══ Selected excerpt

In: Uncategorized2 Jul 2012
This is my latest column for Fund Strategy
It is striking how little public discussion of Britain’s economic plight focuses on what is generally referred to as the ’supply side’. Mainstream politicians and commentators focus heavily on demand instead: the assumption is that once it picks up the economy will recover. But what if they are wrong?
In recent articles I have argued that the debate on the British economy is shamefully narrow. The Conservatives put a little more emphasis on monetary policy (see last week’s column) and Labour attaches slightly more importance to fiscal policy (see June 11 cover story).
But this is at root a discussion of which channel is better to bolster demand. It is about whether more importance should be attached to monetary expansion or to a fiscal stimulus. Both sides see the crisis as essentially the stalling of what should be a cyclical recovery.

════
══ Provided data

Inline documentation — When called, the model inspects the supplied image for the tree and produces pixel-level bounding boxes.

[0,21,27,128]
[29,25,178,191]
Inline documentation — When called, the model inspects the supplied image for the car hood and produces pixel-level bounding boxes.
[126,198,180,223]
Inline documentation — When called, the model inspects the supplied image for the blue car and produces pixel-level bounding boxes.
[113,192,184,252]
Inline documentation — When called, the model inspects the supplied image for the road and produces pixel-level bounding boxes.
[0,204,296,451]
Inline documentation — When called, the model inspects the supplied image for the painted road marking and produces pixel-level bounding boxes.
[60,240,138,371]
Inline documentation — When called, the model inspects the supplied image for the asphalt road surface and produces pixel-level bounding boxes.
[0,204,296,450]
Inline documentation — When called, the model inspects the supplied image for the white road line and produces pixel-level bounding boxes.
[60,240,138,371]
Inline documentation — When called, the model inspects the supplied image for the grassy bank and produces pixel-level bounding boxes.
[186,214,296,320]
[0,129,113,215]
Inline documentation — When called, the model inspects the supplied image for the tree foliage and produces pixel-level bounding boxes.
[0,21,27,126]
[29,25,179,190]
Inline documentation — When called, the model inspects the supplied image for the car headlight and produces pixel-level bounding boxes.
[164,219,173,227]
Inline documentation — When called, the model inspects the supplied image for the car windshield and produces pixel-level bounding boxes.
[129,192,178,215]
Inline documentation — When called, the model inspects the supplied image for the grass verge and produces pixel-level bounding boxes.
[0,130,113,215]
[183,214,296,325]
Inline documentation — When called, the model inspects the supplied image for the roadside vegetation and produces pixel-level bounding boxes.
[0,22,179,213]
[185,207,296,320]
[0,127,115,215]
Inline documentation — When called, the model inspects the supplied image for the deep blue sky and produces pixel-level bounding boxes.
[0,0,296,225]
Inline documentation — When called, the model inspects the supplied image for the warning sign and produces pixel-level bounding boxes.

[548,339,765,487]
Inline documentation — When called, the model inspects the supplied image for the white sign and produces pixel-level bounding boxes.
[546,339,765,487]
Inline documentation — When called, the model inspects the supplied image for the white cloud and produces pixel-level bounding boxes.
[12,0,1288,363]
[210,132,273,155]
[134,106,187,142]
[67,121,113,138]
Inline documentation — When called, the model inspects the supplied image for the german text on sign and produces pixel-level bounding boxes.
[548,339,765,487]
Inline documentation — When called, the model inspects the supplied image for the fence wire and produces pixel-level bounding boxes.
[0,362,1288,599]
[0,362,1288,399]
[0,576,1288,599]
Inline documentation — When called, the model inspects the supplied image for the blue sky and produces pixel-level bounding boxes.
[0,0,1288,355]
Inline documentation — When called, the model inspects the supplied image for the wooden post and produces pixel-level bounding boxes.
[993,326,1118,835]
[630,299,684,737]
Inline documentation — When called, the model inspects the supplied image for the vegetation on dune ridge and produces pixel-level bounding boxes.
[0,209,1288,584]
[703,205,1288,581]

════
══ Provided data

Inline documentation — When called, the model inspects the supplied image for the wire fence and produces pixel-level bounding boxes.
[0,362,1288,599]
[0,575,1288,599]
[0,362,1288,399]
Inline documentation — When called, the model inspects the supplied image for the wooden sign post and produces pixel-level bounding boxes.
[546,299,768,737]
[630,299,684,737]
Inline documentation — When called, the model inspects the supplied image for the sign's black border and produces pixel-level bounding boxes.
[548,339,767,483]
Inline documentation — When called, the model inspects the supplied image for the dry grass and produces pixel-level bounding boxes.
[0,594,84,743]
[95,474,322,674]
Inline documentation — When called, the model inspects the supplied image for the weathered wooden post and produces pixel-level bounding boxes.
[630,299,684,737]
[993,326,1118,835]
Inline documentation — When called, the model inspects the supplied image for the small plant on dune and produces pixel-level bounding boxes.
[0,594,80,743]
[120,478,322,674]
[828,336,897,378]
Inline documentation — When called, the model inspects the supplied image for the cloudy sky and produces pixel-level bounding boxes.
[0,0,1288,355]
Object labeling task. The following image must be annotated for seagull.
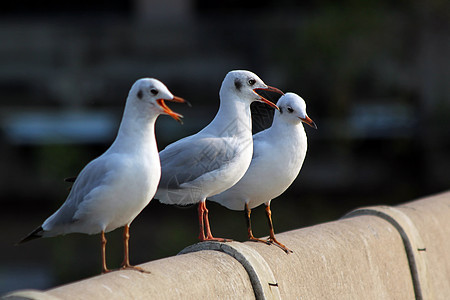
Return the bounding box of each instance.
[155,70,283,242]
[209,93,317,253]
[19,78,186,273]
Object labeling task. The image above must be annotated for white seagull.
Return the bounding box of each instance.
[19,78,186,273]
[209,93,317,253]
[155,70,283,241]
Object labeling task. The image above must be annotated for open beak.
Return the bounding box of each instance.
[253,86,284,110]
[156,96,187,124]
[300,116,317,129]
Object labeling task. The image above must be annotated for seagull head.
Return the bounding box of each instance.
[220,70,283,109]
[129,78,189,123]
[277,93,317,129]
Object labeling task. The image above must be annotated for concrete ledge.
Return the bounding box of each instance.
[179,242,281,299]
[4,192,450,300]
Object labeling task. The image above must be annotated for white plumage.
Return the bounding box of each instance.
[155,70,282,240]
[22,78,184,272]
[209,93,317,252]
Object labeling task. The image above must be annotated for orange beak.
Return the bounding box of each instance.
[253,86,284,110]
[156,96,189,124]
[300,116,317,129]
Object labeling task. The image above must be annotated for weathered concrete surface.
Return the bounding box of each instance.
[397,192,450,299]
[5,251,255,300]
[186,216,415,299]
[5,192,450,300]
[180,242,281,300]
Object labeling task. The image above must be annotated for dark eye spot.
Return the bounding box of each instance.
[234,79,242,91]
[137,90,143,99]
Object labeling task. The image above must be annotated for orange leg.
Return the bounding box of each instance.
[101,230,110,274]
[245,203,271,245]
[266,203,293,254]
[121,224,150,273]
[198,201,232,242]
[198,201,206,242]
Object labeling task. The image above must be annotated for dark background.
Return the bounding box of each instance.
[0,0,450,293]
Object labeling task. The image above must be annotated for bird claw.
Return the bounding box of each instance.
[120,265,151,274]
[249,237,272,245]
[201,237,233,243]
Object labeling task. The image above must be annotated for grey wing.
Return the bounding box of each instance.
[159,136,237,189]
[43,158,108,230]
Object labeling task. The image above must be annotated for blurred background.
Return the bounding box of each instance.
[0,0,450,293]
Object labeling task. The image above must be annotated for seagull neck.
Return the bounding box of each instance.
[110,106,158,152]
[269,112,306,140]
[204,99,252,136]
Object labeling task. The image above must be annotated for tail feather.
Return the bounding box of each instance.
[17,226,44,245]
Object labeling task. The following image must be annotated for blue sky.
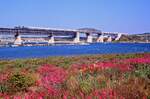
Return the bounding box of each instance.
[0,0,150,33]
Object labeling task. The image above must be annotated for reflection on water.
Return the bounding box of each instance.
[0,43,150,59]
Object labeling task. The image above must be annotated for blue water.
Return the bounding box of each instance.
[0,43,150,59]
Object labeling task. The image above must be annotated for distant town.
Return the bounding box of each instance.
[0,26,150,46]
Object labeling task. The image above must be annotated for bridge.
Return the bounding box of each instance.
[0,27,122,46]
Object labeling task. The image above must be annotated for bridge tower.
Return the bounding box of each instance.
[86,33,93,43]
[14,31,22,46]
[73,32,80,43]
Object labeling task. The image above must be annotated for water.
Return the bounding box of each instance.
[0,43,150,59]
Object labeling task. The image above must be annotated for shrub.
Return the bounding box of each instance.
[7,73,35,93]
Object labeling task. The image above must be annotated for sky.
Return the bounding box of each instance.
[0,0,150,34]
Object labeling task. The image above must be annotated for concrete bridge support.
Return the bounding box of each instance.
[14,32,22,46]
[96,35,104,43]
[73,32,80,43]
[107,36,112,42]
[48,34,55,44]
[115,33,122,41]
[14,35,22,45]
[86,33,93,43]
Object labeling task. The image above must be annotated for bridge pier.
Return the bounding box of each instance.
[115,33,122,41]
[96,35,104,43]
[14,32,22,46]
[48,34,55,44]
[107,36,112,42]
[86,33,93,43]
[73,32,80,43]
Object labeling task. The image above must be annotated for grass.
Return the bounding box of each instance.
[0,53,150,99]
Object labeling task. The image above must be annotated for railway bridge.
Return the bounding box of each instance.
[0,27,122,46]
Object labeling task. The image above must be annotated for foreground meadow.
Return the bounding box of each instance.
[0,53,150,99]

════
══ Provided data

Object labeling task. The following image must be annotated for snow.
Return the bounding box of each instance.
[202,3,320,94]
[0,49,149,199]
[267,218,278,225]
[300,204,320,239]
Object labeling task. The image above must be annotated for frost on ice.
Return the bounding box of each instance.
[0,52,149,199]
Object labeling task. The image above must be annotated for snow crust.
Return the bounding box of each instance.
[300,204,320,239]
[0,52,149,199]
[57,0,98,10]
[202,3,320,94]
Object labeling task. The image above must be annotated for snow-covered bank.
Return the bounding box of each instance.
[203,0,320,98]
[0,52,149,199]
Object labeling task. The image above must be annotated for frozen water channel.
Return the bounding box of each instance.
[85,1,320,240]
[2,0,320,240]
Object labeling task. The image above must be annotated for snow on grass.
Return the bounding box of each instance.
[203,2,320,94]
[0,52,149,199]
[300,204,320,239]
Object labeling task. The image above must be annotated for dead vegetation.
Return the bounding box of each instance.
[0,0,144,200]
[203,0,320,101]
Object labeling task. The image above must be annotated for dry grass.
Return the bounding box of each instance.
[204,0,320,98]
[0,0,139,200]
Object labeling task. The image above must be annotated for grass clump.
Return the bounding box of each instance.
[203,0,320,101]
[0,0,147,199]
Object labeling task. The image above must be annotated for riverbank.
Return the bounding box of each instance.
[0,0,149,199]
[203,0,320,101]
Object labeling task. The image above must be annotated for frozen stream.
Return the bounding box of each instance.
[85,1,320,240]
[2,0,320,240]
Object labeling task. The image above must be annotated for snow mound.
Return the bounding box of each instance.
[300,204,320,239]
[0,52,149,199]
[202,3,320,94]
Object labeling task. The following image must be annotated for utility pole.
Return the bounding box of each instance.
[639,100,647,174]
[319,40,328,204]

════

§ The problem
Resume the column on Britain's economic debate, picking up right after its last sentence. The data has nothing to do with what comes next and can be set aside.

§ Output below
To be sure, both Conservatives and Labour would say a little about the supply side. Both would accept the need for a better regulatory framework to make production more efficient. They just differ about exactly what reforms would be best. But for neither party is this area a prime concern.
Most of the time the most high-profile public commentators also concentrate on demand. Their focus is on finding the best mechanisms to ensure the sluggish economy will pick up.
However, it is not possible to avoid supply entirely. Experts need to have at least some basis for dismissing the supply side as secondary. Indeed there is a nerdy debate on the subject among specialists although it rarely makes a public impact.
Bill Martin, a senior research associate at the Centre for Business Research at Cambridge University, is one of the most influential figures in this area. Although he is far from a household name his work has been cited by prominent commentators, including Paul Krugman in his New York Times blog (June 1, 2012) and Martin Wolf in the Financial Times (May 31, 2012), as showing Britain’s crisis is not on the supply side. Martin’s career included a spell in the City as the chief UK economist at UBS and a stint as a special economic adviser to the Cabinet Office.
In his most recent piece on the subject*, co-written with Robert Rowthorn, he developed his argument against what he calls “supply side pessimists”. Although the details are intricate it is possible to outline the main points briefly.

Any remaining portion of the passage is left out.